■ Task goal:
Quote the forum passage on arithmetic flags word for word, between "But maybe there’s" and "mode for Emacs.", inclusive.

But maybe there’s some other pitfall I’m not seeing.

That is exactly the situation that created this thread: compiling from the development tools which normally run in their own thread. This also applies to several other development tools such as the Eclipse based PDT and @oskardrums’s new sweep mode for Emacs.

Note that a use_module/1 is no guarantee as the module may already have been loaded, turning the use_module/1 into a no-op. Basically there is no way to modify flags globally and the only ways I can see is to verify and adjust the flags on demand, (cleaner) save/modify/restore the flags for the involved code or go for serious changes and make it possible to compile code in such a way that the arithmetic behavior is as required regardless of these flags.

For the latter we could envision a data structure that captures the math mode. This data could be attached to the module or even to calls to the arithmetic evaluation. Such a change is rather involved though. It should also consider cases where we want to globally affect arithmetic (if these exist).

OK, so can’t depend on thread_initialization/1 for this in the near term. I’ll stick with the global var approach for now.

Saved entries
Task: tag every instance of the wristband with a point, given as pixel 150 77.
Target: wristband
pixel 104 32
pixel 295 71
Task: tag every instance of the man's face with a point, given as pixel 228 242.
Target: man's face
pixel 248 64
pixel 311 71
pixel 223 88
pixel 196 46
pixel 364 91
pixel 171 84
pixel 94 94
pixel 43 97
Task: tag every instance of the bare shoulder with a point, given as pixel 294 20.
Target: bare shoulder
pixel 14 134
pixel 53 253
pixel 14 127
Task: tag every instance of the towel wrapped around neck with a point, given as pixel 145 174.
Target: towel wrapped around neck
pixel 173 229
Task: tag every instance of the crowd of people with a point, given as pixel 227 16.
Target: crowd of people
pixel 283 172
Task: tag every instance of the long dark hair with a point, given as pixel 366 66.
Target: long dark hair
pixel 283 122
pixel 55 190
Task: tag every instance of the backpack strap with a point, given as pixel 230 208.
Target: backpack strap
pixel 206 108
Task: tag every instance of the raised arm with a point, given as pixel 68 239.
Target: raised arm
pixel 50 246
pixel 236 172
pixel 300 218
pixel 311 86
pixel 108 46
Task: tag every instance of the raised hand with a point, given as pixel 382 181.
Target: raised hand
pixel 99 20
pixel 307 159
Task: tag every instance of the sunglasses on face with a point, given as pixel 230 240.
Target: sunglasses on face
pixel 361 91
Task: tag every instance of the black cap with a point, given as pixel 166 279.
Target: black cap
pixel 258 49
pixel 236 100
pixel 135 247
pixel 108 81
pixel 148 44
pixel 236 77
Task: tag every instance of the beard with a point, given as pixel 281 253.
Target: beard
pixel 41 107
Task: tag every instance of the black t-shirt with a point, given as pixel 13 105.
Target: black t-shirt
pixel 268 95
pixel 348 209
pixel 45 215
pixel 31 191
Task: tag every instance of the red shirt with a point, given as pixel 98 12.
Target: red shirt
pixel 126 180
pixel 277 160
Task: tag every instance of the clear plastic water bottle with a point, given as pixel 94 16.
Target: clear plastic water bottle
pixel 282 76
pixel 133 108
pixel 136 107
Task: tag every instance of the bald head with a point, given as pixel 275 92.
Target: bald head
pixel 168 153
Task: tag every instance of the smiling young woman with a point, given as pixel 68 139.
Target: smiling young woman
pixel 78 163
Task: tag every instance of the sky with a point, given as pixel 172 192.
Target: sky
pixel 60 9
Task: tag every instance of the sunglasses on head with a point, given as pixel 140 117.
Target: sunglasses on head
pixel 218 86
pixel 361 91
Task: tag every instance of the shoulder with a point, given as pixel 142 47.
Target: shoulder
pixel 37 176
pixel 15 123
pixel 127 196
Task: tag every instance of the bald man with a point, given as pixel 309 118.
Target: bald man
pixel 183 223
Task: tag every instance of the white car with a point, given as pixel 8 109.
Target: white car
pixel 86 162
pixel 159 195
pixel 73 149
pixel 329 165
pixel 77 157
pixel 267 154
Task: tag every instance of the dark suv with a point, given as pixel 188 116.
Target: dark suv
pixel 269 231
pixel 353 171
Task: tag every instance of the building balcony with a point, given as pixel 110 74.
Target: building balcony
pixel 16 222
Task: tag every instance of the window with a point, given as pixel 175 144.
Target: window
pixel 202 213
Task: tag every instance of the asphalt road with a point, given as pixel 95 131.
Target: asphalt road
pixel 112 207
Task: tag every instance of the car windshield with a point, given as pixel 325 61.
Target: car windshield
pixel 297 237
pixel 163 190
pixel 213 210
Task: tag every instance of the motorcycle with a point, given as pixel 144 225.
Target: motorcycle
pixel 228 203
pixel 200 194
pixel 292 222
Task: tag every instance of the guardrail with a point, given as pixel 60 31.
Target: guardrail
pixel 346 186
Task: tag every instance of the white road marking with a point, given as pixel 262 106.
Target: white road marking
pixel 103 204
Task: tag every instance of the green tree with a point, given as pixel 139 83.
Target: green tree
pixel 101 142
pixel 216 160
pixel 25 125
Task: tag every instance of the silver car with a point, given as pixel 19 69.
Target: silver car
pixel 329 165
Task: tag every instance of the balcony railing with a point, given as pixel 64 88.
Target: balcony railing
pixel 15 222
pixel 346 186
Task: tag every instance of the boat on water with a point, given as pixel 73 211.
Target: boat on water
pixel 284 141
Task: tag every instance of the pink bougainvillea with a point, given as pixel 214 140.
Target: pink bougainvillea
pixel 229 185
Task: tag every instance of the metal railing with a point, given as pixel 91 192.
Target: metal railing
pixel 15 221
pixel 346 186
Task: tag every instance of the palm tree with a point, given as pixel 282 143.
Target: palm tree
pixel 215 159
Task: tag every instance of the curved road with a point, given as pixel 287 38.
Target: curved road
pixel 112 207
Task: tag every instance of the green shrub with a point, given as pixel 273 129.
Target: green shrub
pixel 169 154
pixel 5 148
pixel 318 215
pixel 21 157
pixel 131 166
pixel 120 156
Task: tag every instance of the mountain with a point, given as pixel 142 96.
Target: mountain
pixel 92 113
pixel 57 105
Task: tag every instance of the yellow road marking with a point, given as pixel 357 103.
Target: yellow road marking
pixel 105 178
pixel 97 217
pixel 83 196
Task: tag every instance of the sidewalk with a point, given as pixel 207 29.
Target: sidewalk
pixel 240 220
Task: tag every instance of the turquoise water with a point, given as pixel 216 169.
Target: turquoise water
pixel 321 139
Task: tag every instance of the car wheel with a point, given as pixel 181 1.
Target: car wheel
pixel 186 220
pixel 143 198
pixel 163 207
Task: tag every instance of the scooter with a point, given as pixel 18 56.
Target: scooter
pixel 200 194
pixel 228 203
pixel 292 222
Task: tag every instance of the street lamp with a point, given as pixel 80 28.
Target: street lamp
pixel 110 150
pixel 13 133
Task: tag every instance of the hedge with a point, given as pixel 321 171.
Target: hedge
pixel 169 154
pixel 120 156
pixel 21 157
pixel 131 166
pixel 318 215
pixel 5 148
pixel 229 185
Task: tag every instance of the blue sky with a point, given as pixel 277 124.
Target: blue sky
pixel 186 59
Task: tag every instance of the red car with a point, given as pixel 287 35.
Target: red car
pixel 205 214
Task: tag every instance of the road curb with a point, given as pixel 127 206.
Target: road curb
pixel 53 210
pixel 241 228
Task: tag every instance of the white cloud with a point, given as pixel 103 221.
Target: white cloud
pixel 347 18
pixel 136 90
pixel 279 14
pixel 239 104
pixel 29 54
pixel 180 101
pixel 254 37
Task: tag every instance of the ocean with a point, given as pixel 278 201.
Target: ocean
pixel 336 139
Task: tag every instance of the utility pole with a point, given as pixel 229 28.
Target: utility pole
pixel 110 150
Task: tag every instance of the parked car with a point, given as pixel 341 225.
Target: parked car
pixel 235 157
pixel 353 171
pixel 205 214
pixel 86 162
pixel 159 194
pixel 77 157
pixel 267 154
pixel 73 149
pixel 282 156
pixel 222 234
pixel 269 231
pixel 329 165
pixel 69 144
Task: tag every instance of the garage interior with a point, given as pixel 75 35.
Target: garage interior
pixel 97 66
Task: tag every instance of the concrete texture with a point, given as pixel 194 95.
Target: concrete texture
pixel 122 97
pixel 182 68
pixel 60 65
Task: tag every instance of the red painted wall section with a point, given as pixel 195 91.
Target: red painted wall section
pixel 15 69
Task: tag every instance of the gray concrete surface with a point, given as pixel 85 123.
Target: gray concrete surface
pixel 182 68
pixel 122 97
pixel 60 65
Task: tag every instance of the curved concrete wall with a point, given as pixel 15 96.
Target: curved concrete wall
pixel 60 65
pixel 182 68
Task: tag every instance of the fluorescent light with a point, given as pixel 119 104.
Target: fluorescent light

■ Correct response:
But maybe there’s some other pitfall I’m not seeing.

That is exactly the situation that created this thread: compiling from the development tools which normally run in their own thread. This also applies to several other development tools such as the Eclipse based PDT and @oskardrums’s new sweep mode for Emacs.